◆ PROBLEM REQUIREMENTS: What must be handed in is the entire listing, exactly as written, with no pictures.
-- -- --
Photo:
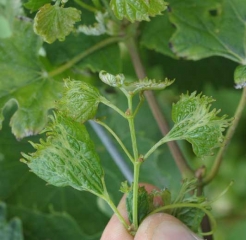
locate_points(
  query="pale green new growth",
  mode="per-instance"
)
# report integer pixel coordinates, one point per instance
(147, 84)
(133, 87)
(98, 28)
(138, 10)
(67, 157)
(80, 100)
(54, 22)
(112, 80)
(240, 76)
(197, 124)
(11, 230)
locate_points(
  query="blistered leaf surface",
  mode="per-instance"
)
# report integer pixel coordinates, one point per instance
(80, 100)
(197, 124)
(34, 5)
(209, 28)
(11, 230)
(23, 81)
(54, 22)
(137, 10)
(68, 157)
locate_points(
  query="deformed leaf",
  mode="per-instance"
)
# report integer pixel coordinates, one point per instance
(98, 28)
(23, 81)
(240, 76)
(147, 84)
(54, 22)
(197, 124)
(80, 100)
(34, 5)
(11, 230)
(133, 87)
(204, 28)
(138, 10)
(112, 80)
(67, 157)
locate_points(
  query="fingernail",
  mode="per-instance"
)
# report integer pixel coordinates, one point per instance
(173, 231)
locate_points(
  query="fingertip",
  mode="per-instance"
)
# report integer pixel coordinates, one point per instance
(164, 226)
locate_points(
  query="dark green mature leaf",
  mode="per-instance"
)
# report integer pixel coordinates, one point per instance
(34, 5)
(23, 80)
(54, 22)
(68, 157)
(156, 35)
(107, 57)
(11, 230)
(197, 124)
(209, 28)
(80, 100)
(137, 10)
-- -- --
◆ ANSWER BELOW:
Photo:
locate_points(
  query="pale green new growth",
  mode="per-instance"
)
# report integer pixel coordinates, one point per instance
(147, 84)
(133, 87)
(98, 28)
(138, 10)
(67, 157)
(80, 100)
(54, 22)
(112, 80)
(240, 76)
(197, 124)
(11, 230)
locate_points(
  query="blistered leaf surface",
  mode="per-instance"
)
# report integer pixel coordinates, one point per instance
(80, 100)
(197, 124)
(34, 5)
(209, 28)
(11, 230)
(23, 81)
(54, 22)
(137, 10)
(68, 157)
locate_points(
  query="deformed leaf",
  mode="per-instance"
)
# report integer pixel coordinates, one point per instance
(98, 28)
(23, 81)
(240, 76)
(147, 84)
(54, 22)
(197, 124)
(80, 100)
(34, 5)
(11, 230)
(133, 87)
(204, 28)
(138, 10)
(112, 80)
(67, 157)
locate_points(
  query="fingernail",
  mode="per-instance"
)
# report integer pixel coordinates, one point per instance
(173, 231)
locate_points(
  query="fingertip",
  mode="per-instance"
)
# report integer pixel coordinates, one point per instance
(164, 226)
locate_points(
  query="dark green mature leaf",
  mode="per-instance"
)
# report integer pixel coordinates, one point per instance
(34, 5)
(23, 80)
(54, 22)
(68, 157)
(156, 35)
(107, 57)
(11, 230)
(197, 124)
(209, 28)
(80, 100)
(137, 10)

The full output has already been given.